### Task description
Search the records for "open" and copy each line that holds it.

### Dataset content
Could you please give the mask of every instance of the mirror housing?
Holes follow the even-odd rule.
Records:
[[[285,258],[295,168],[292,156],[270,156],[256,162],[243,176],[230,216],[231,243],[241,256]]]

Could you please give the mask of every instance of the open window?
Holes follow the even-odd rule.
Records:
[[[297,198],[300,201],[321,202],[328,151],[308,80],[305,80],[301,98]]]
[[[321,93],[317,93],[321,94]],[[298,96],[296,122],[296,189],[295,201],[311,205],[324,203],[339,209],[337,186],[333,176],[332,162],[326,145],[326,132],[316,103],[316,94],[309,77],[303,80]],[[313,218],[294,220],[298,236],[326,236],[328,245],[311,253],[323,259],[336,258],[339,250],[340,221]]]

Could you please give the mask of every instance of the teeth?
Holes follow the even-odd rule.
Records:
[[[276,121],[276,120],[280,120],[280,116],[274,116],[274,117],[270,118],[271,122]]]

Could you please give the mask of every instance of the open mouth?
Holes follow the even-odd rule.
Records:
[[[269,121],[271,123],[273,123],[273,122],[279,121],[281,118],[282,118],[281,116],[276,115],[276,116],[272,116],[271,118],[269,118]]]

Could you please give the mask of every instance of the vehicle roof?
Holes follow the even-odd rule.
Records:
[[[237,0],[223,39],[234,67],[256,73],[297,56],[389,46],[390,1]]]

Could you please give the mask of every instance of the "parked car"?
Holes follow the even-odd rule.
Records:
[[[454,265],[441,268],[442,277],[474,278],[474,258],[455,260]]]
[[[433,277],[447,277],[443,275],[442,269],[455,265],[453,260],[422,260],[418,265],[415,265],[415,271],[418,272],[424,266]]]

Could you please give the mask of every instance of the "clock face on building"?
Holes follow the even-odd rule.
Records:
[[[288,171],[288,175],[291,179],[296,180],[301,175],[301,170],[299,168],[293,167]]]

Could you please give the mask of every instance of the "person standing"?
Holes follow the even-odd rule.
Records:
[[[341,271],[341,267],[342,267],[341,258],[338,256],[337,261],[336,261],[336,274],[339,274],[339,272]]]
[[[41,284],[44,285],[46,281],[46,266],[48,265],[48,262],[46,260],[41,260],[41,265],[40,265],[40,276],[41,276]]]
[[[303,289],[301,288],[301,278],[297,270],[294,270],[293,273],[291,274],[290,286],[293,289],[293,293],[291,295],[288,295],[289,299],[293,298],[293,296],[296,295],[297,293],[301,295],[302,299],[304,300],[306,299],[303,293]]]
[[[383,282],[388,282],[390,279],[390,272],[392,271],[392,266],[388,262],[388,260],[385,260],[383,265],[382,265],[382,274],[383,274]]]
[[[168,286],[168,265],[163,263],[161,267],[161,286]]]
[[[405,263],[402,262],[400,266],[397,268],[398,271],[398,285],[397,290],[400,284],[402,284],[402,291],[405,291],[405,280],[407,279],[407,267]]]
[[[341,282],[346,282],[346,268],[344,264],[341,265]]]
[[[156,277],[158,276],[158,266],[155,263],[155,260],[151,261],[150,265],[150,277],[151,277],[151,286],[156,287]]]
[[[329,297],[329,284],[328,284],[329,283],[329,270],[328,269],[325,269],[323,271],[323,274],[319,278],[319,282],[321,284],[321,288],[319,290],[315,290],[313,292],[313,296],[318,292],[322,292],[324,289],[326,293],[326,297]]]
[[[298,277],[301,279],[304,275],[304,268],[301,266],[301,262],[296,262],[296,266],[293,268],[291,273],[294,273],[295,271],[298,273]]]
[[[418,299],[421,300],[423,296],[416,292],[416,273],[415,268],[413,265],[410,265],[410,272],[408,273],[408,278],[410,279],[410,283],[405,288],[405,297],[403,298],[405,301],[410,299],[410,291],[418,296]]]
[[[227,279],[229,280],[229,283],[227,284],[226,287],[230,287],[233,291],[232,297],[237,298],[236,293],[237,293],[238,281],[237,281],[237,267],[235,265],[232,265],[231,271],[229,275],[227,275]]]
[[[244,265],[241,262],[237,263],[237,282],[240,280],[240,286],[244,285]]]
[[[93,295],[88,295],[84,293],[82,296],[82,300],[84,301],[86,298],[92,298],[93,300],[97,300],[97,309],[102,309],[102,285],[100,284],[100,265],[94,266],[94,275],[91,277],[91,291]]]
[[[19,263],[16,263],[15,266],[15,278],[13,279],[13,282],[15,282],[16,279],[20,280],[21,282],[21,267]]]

### Completed task
Could you please give the mask of every instance of the open window?
Could you please give the mask of every instance of the open mouth?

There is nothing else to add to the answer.